[START]
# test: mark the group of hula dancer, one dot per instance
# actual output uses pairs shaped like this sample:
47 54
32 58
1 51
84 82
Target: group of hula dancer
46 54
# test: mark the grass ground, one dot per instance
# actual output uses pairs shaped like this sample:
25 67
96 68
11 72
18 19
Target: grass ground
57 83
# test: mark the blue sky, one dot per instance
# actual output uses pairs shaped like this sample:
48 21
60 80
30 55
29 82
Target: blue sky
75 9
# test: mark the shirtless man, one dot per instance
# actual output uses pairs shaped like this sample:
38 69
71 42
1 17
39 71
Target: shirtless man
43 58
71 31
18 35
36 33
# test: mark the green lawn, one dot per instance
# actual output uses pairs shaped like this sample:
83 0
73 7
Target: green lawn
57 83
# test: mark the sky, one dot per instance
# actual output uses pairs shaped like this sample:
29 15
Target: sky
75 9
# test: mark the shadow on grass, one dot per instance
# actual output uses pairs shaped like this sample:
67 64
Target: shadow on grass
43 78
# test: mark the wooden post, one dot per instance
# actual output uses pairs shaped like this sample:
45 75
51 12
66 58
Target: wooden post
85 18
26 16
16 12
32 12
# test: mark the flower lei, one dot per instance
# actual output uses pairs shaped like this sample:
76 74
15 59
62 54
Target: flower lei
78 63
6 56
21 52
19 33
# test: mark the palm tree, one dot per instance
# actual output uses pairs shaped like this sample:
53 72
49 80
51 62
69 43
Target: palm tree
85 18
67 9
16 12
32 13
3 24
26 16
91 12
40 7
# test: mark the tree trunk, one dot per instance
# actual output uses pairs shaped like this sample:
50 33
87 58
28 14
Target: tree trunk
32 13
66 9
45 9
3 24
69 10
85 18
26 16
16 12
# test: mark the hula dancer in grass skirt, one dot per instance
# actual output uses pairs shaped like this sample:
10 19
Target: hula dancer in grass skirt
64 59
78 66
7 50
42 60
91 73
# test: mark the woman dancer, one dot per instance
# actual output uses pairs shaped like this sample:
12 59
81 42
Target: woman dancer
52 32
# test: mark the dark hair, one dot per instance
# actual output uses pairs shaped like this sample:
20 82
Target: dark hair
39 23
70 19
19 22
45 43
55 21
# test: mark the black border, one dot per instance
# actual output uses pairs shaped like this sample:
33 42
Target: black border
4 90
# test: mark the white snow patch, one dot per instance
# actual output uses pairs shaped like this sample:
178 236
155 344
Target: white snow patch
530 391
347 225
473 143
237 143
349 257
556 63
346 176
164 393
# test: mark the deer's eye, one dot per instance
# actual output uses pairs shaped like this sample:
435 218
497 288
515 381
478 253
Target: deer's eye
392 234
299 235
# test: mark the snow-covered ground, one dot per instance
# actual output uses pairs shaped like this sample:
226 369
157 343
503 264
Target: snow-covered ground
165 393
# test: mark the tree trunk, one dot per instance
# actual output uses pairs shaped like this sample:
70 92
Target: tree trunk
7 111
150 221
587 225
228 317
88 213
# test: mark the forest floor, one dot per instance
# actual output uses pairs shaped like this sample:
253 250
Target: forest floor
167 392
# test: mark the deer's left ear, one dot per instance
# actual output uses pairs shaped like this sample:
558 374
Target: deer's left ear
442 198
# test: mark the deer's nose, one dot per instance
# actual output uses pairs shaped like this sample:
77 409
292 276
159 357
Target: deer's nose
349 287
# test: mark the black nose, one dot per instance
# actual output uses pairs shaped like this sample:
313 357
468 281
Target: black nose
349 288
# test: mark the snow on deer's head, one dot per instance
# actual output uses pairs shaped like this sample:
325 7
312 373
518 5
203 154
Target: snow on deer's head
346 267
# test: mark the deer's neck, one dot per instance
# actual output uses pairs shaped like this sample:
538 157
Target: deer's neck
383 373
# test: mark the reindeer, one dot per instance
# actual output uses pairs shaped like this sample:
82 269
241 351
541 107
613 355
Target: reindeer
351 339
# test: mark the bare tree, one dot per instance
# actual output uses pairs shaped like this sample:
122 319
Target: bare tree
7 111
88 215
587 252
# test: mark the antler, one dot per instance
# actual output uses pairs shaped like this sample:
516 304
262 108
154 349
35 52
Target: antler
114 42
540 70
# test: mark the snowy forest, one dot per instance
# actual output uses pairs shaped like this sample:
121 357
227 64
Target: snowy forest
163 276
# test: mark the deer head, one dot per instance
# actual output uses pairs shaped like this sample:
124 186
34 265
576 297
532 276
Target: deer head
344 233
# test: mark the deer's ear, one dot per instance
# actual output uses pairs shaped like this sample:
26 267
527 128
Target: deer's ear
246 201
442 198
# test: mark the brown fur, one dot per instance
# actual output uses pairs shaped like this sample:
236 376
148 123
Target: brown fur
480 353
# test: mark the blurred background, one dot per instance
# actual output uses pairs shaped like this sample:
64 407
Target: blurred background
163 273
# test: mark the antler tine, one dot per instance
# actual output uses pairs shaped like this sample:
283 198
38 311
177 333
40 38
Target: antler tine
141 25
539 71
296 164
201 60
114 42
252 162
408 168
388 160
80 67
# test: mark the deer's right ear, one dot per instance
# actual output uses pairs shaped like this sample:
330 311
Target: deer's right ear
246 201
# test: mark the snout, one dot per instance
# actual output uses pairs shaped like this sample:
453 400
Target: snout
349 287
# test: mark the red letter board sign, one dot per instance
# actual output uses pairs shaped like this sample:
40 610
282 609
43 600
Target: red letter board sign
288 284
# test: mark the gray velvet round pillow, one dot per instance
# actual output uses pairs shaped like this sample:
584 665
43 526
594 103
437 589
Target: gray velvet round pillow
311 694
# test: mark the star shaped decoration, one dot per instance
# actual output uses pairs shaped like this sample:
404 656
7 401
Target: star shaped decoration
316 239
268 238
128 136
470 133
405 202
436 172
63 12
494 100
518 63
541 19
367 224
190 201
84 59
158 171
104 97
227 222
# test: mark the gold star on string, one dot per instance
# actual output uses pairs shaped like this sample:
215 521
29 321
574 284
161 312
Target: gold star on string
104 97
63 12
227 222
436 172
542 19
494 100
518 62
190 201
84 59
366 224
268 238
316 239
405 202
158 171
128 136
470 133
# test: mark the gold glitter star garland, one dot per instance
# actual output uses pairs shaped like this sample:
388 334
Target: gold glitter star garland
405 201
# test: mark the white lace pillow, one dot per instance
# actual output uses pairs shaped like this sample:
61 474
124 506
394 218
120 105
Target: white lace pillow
[END]
Given task
Can you recast every line of the entries above as a Markdown table with the columns "Row" and "Line", numbering each row and dropping any blank lines?

Correct result
| Row | Line |
|---|---|
| 1 | # test: mark the group of hula dancer, one dot per instance |
| 2 | # actual output uses pairs shaped like this sample: |
| 3 | 47 54 |
| 4 | 32 58 |
| 5 | 1 51 |
| 6 | 84 82 |
| 7 | Target: group of hula dancer |
| 8 | 46 54 |
| 9 | # test: mark the grass ground, one dot per instance |
| 10 | # actual output uses pairs shaped like this sample: |
| 11 | 25 67 |
| 12 | 96 68 |
| 13 | 11 72 |
| 14 | 18 19 |
| 15 | Target: grass ground |
| 16 | 57 83 |
| 17 | # test: mark the blue sky, one dot per instance |
| 18 | # actual output uses pairs shaped like this sample: |
| 19 | 48 21 |
| 20 | 60 80 |
| 21 | 30 55 |
| 22 | 29 82 |
| 23 | Target: blue sky |
| 24 | 75 9 |
| 25 | # test: mark the shirtless man, one dot per instance |
| 26 | # actual output uses pairs shaped like this sample: |
| 27 | 38 69 |
| 28 | 71 42 |
| 29 | 1 17 |
| 30 | 39 71 |
| 31 | Target: shirtless man |
| 32 | 43 58 |
| 33 | 71 31 |
| 34 | 18 35 |
| 35 | 36 33 |
| 36 | # test: mark the green lawn, one dot per instance |
| 37 | # actual output uses pairs shaped like this sample: |
| 38 | 83 0 |
| 39 | 73 7 |
| 40 | Target: green lawn |
| 41 | 57 83 |
| 42 | # test: mark the sky, one dot per instance |
| 43 | # actual output uses pairs shaped like this sample: |
| 44 | 29 15 |
| 45 | Target: sky |
| 46 | 75 9 |
| 47 | # test: mark the shadow on grass, one dot per instance |
| 48 | # actual output uses pairs shaped like this sample: |
| 49 | 67 64 |
| 50 | Target: shadow on grass |
| 51 | 43 78 |
| 52 | # test: mark the wooden post, one dot per instance |
| 53 | # actual output uses pairs shaped like this sample: |
| 54 | 45 75 |
| 55 | 51 12 |
| 56 | 66 58 |
| 57 | Target: wooden post |
| 58 | 85 18 |
| 59 | 26 16 |
| 60 | 16 12 |
| 61 | 32 12 |
| 62 | # test: mark the flower lei, one dot per instance |
| 63 | # actual output uses pairs shaped like this sample: |
| 64 | 76 74 |
| 65 | 15 59 |
| 66 | 62 54 |
| 67 | Target: flower lei |
| 68 | 78 63 |
| 69 | 6 56 |
| 70 | 21 52 |
| 71 | 19 33 |
| 72 | # test: mark the palm tree, one dot per instance |
| 73 | # actual output uses pairs shaped like this sample: |
| 74 | 53 72 |
| 75 | 49 80 |
| 76 | 51 62 |
| 77 | 69 43 |
| 78 | Target: palm tree |
| 79 | 85 18 |
| 80 | 67 9 |
| 81 | 16 12 |
| 82 | 32 13 |
| 83 | 3 24 |
| 84 | 26 16 |
| 85 | 91 12 |
| 86 | 40 7 |
| 87 | # test: mark the tree trunk, one dot per instance |
| 88 | # actual output uses pairs shaped like this sample: |
| 89 | 50 33 |
| 90 | 87 58 |
| 91 | 28 14 |
| 92 | Target: tree trunk |
| 93 | 32 13 |
| 94 | 66 9 |
| 95 | 45 9 |
| 96 | 3 24 |
| 97 | 69 10 |
| 98 | 85 18 |
| 99 | 26 16 |
| 100 | 16 12 |
| 101 | # test: mark the hula dancer in grass skirt, one dot per instance |
| 102 | # actual output uses pairs shaped like this sample: |
| 103 | 10 19 |
| 104 | Target: hula dancer in grass skirt |
| 105 | 64 59 |
| 106 | 78 66 |
| 107 | 7 50 |
| 108 | 42 60 |
| 109 | 91 73 |
| 110 | # test: mark the woman dancer, one dot per instance |
| 111 | # actual output uses pairs shaped like this sample: |
| 112 | 12 59 |
| 113 | 81 42 |
| 114 | Target: woman dancer |
| 115 | 52 32 |
| 116 | # test: mark the dark hair, one dot per instance |
| 117 | # actual output uses pairs shaped like this sample: |
| 118 | 20 82 |
| 119 | Target: dark hair |
| 120 | 39 23 |
| 121 | 70 19 |
| 122 | 19 22 |
| 123 | 45 43 |
| 124 | 55 21 |
| 125 | # test: mark the black border, one dot per instance |
| 126 | # actual output uses pairs shaped like this sample: |
| 127 | 33 42 |
| 128 | Target: black border |
| 129 | 4 90 |
| 130 | # test: mark the white snow patch, one dot per instance |
| 131 | # actual output uses pairs shaped like this sample: |
| 132 | 178 236 |
| 133 | 155 344 |
| 134 | Target: white snow patch |
| 135 | 530 391 |
| 136 | 347 225 |
| 137 | 473 143 |
| 138 | 237 143 |
| 139 | 349 257 |
| 140 | 556 63 |
| 141 | 346 176 |
| 142 | 164 393 |
| 143 | # test: mark the deer's eye, one dot per instance |
| 144 | # actual output uses pairs shaped like this sample: |
| 145 | 435 218 |
| 146 | 497 288 |
| 147 | 515 381 |
| 148 | 478 253 |
| 149 | Target: deer's eye |
| 150 | 392 234 |
| 151 | 299 235 |
| 152 | # test: mark the snow-covered ground, one dot per instance |
| 153 | # actual output uses pairs shaped like this sample: |
| 154 | 226 369 |
| 155 | 157 343 |
| 156 | 503 264 |
| 157 | Target: snow-covered ground |
| 158 | 165 393 |
| 159 | # test: mark the tree trunk, one dot per instance |
| 160 | # actual output uses pairs shaped like this sample: |
| 161 | 70 92 |
| 162 | Target: tree trunk |
| 163 | 7 111 |
| 164 | 150 221 |
| 165 | 587 225 |
| 166 | 228 317 |
| 167 | 88 213 |
| 168 | # test: mark the forest floor, one dot per instance |
| 169 | # actual output uses pairs shaped like this sample: |
| 170 | 253 250 |
| 171 | Target: forest floor |
| 172 | 167 392 |
| 173 | # test: mark the deer's left ear, one dot per instance |
| 174 | # actual output uses pairs shaped like this sample: |
| 175 | 558 374 |
| 176 | Target: deer's left ear |
| 177 | 442 198 |
| 178 | # test: mark the deer's nose, one dot per instance |
| 179 | # actual output uses pairs shaped like this sample: |
| 180 | 77 409 |
| 181 | 292 276 |
| 182 | 159 357 |
| 183 | Target: deer's nose |
| 184 | 349 287 |
| 185 | # test: mark the black nose, one dot per instance |
| 186 | # actual output uses pairs shaped like this sample: |
| 187 | 313 357 |
| 188 | 468 281 |
| 189 | Target: black nose |
| 190 | 349 288 |
| 191 | # test: mark the snow on deer's head, one dot per instance |
| 192 | # actual output uses pairs shaped like this sample: |
| 193 | 325 7 |
| 194 | 312 373 |
| 195 | 518 5 |
| 196 | 203 154 |
| 197 | Target: snow on deer's head |
| 198 | 346 267 |
| 199 | # test: mark the deer's neck, one dot per instance |
| 200 | # actual output uses pairs shaped like this sample: |
| 201 | 538 157 |
| 202 | Target: deer's neck |
| 203 | 383 373 |
| 204 | # test: mark the reindeer, one dot per instance |
| 205 | # actual output uses pairs shaped like this sample: |
| 206 | 82 269 |
| 207 | 241 351 |
| 208 | 541 107 |
| 209 | 613 355 |
| 210 | Target: reindeer |
| 211 | 351 339 |
| 212 | # test: mark the bare tree, one dot per instance |
| 213 | # actual output uses pairs shaped like this sample: |
| 214 | 122 319 |
| 215 | Target: bare tree |
| 216 | 7 111 |
| 217 | 88 215 |
| 218 | 587 252 |
| 219 | # test: mark the antler, one dot per instance |
| 220 | # actual output uses pairs shaped like this sample: |
| 221 | 516 304 |
| 222 | 262 108 |
| 223 | 154 349 |
| 224 | 35 52 |
| 225 | Target: antler |
| 226 | 114 42 |
| 227 | 540 70 |
| 228 | # test: mark the snowy forest, one dot per instance |
| 229 | # actual output uses pairs shaped like this sample: |
| 230 | 121 357 |
| 231 | 227 64 |
| 232 | Target: snowy forest |
| 233 | 163 276 |
| 234 | # test: mark the deer head, one dot per instance |
| 235 | # actual output uses pairs shaped like this sample: |
| 236 | 124 186 |
| 237 | 34 265 |
| 238 | 576 297 |
| 239 | 532 276 |
| 240 | Target: deer head |
| 241 | 344 233 |
| 242 | # test: mark the deer's ear, one dot per instance |
| 243 | # actual output uses pairs shaped like this sample: |
| 244 | 26 267 |
| 245 | 527 128 |
| 246 | Target: deer's ear |
| 247 | 246 201 |
| 248 | 442 198 |
| 249 | # test: mark the brown fur, one dot per instance |
| 250 | # actual output uses pairs shaped like this sample: |
| 251 | 236 376 |
| 252 | 148 123 |
| 253 | Target: brown fur |
| 254 | 480 353 |
| 255 | # test: mark the blurred background, one dot per instance |
| 256 | # actual output uses pairs shaped like this sample: |
| 257 | 64 407 |
| 258 | Target: blurred background |
| 259 | 163 273 |
| 260 | # test: mark the antler tine, one dot per instance |
| 261 | # actual output uses pairs shaped like this sample: |
| 262 | 283 198 |
| 263 | 38 311 |
| 264 | 177 333 |
| 265 | 40 38 |
| 266 | Target: antler tine |
| 267 | 141 25 |
| 268 | 539 71 |
| 269 | 296 164 |
| 270 | 201 60 |
| 271 | 114 42 |
| 272 | 252 162 |
| 273 | 408 168 |
| 274 | 388 160 |
| 275 | 80 67 |
| 276 | # test: mark the deer's right ear, one dot per instance |
| 277 | # actual output uses pairs shaped like this sample: |
| 278 | 330 311 |
| 279 | Target: deer's right ear |
| 280 | 246 201 |
| 281 | # test: mark the snout, one dot per instance |
| 282 | # actual output uses pairs shaped like this sample: |
| 283 | 453 400 |
| 284 | Target: snout |
| 285 | 349 287 |
| 286 | # test: mark the red letter board sign, one dot per instance |
| 287 | # actual output uses pairs shaped like this sample: |
| 288 | 40 610 |
| 289 | 282 609 |
| 290 | 43 600 |
| 291 | Target: red letter board sign |
| 292 | 288 284 |
| 293 | # test: mark the gray velvet round pillow, one dot per instance |
| 294 | # actual output uses pairs shaped like this sample: |
| 295 | 584 665 |
| 296 | 43 526 |
| 297 | 594 103 |
| 298 | 437 589 |
| 299 | Target: gray velvet round pillow |
| 300 | 311 694 |
| 301 | # test: mark the star shaped decoration, one dot per instance |
| 302 | # actual output uses pairs shaped like this sample: |
| 303 | 404 656 |
| 304 | 7 401 |
| 305 | Target: star shaped decoration |
| 306 | 316 239 |
| 307 | 268 238 |
| 308 | 128 136 |
| 309 | 470 133 |
| 310 | 405 202 |
| 311 | 436 172 |
| 312 | 63 12 |
| 313 | 494 100 |
| 314 | 518 63 |
| 315 | 541 19 |
| 316 | 367 224 |
| 317 | 190 201 |
| 318 | 84 59 |
| 319 | 158 171 |
| 320 | 104 97 |
| 321 | 227 222 |
| 322 | # test: mark the gold star on string, one dot per instance |
| 323 | # actual output uses pairs shaped like this sample: |
| 324 | 215 521 |
| 325 | 29 321 |
| 326 | 574 284 |
| 327 | 161 312 |
| 328 | Target: gold star on string |
| 329 | 104 97 |
| 330 | 63 12 |
| 331 | 227 222 |
| 332 | 436 172 |
| 333 | 542 19 |
| 334 | 494 100 |
| 335 | 518 62 |
| 336 | 190 201 |
| 337 | 84 59 |
| 338 | 366 224 |
| 339 | 268 238 |
| 340 | 316 239 |
| 341 | 405 202 |
| 342 | 158 171 |
| 343 | 128 136 |
| 344 | 470 133 |
| 345 | # test: mark the gold glitter star garland, one dot per instance |
| 346 | # actual output uses pairs shaped like this sample: |
| 347 | 388 334 |
| 348 | Target: gold glitter star garland |
| 349 | 405 201 |
| 350 | # test: mark the white lace pillow, one dot per instance |
| 351 | # actual output uses pairs shaped like this sample: |
| 352 | 61 474 |
| 353 | 124 506 |
| 354 | 394 218 |
| 355 | 120 105 |
| 356 | Target: white lace pillow |